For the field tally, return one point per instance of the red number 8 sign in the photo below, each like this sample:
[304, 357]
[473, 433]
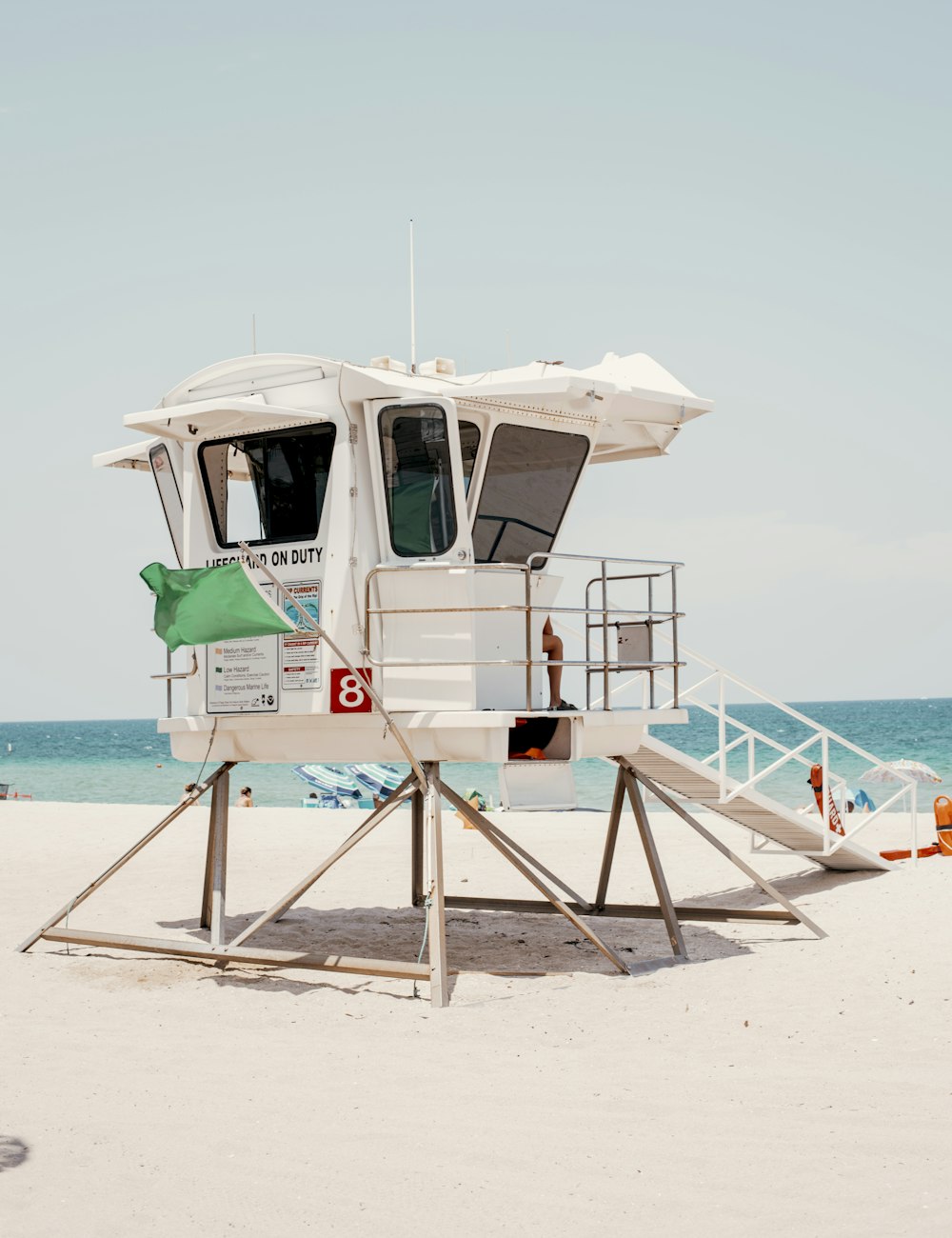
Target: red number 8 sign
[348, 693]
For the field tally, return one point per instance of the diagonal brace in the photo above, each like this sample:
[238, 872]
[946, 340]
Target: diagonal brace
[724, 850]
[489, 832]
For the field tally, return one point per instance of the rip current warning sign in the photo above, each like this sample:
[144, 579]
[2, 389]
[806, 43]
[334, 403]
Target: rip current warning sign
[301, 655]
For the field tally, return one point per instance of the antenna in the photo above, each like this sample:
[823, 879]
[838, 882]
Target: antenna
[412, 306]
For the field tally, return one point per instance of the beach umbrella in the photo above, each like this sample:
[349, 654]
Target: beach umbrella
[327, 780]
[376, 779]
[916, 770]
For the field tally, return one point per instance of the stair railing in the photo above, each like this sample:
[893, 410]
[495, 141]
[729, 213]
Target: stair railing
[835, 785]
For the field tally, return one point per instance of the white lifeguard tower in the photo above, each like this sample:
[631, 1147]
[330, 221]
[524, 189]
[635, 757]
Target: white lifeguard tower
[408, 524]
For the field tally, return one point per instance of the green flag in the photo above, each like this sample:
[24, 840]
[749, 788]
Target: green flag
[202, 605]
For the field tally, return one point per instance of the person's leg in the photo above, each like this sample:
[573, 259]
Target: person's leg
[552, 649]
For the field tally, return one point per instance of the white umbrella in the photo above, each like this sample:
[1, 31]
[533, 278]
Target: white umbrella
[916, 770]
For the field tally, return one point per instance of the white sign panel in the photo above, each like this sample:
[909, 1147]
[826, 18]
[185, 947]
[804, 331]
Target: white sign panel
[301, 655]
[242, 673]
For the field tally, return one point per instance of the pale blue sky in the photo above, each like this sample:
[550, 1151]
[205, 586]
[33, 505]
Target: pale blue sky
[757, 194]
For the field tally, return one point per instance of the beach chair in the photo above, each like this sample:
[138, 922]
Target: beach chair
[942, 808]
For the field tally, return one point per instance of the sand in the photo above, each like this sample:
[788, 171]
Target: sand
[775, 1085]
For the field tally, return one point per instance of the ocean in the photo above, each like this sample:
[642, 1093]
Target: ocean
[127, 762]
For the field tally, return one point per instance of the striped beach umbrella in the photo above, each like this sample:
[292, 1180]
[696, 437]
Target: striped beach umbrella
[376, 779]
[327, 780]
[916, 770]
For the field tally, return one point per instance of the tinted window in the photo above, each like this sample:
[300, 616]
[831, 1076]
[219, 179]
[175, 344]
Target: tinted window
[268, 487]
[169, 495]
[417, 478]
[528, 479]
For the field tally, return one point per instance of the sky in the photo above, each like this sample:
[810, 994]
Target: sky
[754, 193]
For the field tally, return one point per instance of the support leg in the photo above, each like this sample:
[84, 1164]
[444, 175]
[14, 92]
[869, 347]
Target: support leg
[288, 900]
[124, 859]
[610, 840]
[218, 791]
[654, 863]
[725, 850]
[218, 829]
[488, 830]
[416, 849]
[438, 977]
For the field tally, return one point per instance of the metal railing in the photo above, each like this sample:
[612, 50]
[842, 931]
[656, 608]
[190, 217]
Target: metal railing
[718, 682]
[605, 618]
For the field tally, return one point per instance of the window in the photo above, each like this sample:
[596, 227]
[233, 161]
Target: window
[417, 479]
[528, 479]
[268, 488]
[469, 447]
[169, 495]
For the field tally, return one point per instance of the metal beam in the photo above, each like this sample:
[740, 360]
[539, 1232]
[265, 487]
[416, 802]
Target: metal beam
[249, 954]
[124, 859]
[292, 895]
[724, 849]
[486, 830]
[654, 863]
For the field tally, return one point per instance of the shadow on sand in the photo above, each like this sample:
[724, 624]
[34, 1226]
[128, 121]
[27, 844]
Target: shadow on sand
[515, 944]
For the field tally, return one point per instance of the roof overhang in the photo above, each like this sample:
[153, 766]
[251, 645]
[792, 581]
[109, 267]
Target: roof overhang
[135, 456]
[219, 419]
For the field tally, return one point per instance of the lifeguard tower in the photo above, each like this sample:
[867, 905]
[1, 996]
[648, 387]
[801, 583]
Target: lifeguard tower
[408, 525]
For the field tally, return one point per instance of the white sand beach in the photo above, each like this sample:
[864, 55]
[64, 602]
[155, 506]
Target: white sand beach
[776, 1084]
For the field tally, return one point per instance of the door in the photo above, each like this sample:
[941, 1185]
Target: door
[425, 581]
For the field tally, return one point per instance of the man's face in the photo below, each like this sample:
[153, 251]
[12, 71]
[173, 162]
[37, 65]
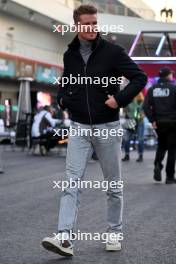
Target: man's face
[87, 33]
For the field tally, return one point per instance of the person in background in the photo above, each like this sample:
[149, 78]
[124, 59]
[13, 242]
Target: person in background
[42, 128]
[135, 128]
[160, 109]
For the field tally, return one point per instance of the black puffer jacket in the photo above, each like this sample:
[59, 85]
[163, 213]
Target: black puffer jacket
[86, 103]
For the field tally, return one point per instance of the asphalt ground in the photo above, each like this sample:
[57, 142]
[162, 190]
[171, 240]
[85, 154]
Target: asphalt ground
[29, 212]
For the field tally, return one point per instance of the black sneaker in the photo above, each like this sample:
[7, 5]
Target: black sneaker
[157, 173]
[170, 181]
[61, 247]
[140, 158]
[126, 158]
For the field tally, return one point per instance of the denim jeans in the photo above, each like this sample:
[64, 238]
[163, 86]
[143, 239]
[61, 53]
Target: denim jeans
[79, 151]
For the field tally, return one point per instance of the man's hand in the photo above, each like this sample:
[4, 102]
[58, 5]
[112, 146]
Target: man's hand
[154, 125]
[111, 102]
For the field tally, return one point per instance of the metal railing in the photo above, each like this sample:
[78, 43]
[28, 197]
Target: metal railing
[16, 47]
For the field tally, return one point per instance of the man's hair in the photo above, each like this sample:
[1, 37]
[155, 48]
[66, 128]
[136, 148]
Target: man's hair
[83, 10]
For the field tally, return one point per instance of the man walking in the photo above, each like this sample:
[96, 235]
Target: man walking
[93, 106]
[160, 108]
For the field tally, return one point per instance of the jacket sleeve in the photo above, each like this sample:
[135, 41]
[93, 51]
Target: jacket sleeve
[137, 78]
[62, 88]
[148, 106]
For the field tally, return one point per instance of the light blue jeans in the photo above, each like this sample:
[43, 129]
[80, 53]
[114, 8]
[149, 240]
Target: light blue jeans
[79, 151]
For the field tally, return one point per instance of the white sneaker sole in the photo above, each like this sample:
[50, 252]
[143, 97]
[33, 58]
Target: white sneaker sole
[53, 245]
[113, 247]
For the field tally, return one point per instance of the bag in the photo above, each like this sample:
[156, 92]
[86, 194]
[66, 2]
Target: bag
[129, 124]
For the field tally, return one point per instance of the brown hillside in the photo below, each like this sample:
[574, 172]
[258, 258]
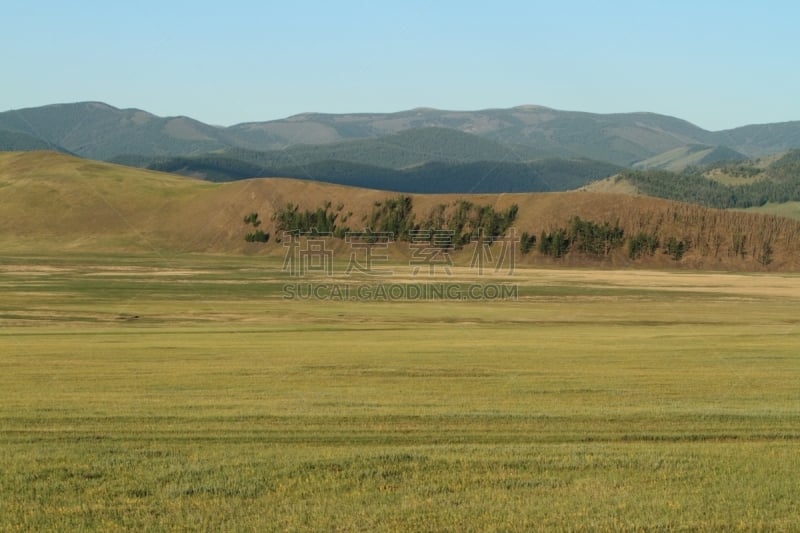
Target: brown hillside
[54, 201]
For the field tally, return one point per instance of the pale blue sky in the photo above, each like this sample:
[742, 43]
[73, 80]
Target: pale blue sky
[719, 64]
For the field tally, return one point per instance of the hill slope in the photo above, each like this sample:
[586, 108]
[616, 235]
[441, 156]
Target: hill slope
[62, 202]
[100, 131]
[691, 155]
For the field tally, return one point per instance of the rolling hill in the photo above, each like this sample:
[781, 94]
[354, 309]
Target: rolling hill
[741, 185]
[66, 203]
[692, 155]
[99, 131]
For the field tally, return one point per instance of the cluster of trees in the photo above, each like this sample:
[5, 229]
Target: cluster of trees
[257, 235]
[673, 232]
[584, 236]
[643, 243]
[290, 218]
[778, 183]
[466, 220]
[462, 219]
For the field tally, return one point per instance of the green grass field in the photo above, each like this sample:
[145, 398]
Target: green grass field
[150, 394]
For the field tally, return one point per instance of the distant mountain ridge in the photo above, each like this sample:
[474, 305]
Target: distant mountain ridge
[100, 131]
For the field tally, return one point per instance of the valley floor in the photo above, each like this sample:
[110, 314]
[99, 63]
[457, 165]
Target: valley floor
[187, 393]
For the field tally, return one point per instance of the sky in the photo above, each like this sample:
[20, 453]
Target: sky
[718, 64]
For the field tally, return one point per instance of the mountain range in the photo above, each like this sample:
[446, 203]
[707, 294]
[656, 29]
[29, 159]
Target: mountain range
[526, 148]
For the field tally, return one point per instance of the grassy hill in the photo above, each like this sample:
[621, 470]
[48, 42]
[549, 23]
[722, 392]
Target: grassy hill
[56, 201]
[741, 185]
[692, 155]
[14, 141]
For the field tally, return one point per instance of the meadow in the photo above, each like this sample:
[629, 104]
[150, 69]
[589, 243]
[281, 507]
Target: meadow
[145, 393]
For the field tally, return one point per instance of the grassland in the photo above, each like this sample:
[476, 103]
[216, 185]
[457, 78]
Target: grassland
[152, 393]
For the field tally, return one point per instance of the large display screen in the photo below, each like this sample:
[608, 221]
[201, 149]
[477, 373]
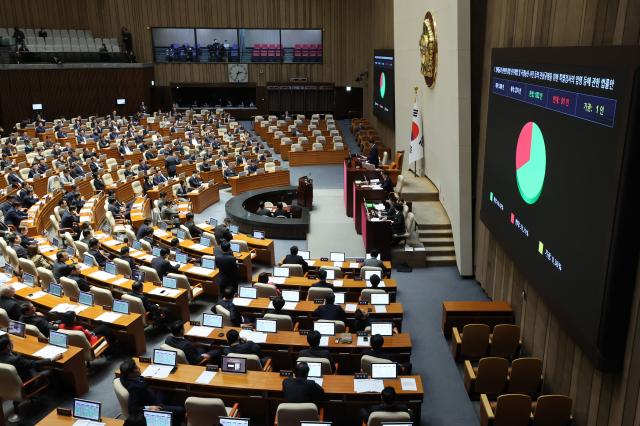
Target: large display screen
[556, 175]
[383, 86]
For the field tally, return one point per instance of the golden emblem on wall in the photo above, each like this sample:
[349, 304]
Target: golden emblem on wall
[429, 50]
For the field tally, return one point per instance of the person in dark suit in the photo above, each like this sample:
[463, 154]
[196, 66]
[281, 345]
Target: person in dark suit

• EXERCISE REQUIREMENTS:
Every line from the one containing "of the large" through the end of the entries above, both included, should be extracted exactly, with pictures left out.

• TASK SOLUTION:
For the field tally, return one point per instance of the large display screen in the photo below, each like this sample:
[608, 221]
[201, 149]
[477, 373]
Target: large display screen
[556, 175]
[383, 86]
For the field tally, return one point per instance of the golden emblem on wall in the photo above, each like this sample:
[349, 304]
Target: golden emblem on wall
[429, 50]
For the field tally, return one point per instance of the person in dark suit in the photo above, each like this sample:
[463, 154]
[196, 66]
[281, 345]
Target: person in dark suit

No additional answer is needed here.